→ **EXERCISE GOAL**
Each line from the one that contains "# indicate every instance of the seated" down to the last line of the material should be retyped exactly as it stands.

→ **DATASET RECORDS**
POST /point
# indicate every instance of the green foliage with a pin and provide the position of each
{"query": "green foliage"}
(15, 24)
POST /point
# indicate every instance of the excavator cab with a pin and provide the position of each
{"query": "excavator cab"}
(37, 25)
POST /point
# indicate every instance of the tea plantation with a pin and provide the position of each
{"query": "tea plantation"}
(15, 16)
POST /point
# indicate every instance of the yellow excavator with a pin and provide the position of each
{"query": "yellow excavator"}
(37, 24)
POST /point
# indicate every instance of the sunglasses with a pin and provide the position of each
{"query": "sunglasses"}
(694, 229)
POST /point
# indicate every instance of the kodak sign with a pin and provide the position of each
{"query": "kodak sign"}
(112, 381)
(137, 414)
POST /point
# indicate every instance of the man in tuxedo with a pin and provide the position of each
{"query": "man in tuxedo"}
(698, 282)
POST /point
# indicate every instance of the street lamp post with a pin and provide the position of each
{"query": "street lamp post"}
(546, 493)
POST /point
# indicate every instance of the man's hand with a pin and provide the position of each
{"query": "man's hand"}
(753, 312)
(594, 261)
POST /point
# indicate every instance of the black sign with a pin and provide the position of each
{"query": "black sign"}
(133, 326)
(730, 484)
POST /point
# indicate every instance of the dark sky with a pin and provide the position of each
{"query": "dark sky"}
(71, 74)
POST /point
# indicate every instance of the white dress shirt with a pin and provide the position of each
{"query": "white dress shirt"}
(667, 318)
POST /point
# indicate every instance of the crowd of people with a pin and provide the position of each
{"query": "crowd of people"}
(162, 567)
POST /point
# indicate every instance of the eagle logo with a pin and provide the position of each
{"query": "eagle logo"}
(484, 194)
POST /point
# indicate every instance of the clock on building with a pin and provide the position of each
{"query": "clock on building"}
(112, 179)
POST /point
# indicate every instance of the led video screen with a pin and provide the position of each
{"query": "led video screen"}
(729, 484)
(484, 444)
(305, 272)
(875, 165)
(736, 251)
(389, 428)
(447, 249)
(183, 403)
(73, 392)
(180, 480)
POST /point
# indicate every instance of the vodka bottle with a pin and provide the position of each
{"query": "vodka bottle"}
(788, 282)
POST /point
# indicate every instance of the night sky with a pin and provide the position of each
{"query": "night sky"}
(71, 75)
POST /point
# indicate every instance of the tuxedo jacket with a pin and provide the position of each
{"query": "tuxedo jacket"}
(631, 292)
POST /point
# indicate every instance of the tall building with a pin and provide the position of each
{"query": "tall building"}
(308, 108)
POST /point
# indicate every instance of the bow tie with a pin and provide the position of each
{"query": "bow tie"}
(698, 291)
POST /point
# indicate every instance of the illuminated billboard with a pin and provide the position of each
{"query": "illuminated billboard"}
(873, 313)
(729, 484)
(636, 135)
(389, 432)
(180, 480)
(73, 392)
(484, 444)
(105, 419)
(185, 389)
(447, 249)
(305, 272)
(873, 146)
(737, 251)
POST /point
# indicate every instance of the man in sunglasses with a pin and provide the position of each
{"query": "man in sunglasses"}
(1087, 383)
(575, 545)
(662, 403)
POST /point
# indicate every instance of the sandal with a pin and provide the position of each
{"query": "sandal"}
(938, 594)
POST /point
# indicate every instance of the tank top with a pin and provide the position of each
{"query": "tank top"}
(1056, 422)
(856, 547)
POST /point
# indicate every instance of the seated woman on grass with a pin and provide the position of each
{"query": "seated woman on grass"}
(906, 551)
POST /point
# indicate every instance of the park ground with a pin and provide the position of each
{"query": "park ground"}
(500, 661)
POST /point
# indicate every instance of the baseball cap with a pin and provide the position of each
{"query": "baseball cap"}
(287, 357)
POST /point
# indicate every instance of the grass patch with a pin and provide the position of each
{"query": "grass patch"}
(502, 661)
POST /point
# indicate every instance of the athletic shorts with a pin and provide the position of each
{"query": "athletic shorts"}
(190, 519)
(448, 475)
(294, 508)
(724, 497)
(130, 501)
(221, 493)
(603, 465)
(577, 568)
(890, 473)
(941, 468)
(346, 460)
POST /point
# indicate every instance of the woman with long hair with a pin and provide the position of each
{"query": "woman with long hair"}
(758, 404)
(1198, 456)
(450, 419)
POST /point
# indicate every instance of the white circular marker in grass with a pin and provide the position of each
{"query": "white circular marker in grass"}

→ **SOLUTION TO THIS PROBLEM**
# indicate every instance of the seated woman on grass with a pin and provide the position of each
{"query": "seated woman on grass"}
(906, 551)
POST /point
# indicate every instance of the park ground with a pin and provide the position of each
{"query": "park ground"}
(500, 661)
POST /point
# indicate every instance of the baseball cap with a pin and provide the position of each
{"query": "baseball cap"}
(287, 357)
POST /point
# indicate every instance of the grass patch with a pin and provide the position of each
{"query": "grass patch"}
(502, 661)
POST /point
# indicate every instance of the athletic shorts with a pin and provide the position of each
{"query": "athletic shorts"}
(190, 519)
(448, 475)
(294, 508)
(724, 497)
(130, 501)
(221, 493)
(603, 465)
(577, 568)
(890, 473)
(941, 468)
(346, 460)
POST /point
# indicate every instance of the woman with long hair with a pin and provide the position of each
{"query": "woman with long hair"}
(758, 404)
(1198, 456)
(450, 419)
POST /point
# indicate every instance of the white circular marker in grass with a pin and provide the position of each
{"query": "white circular marker in grass"}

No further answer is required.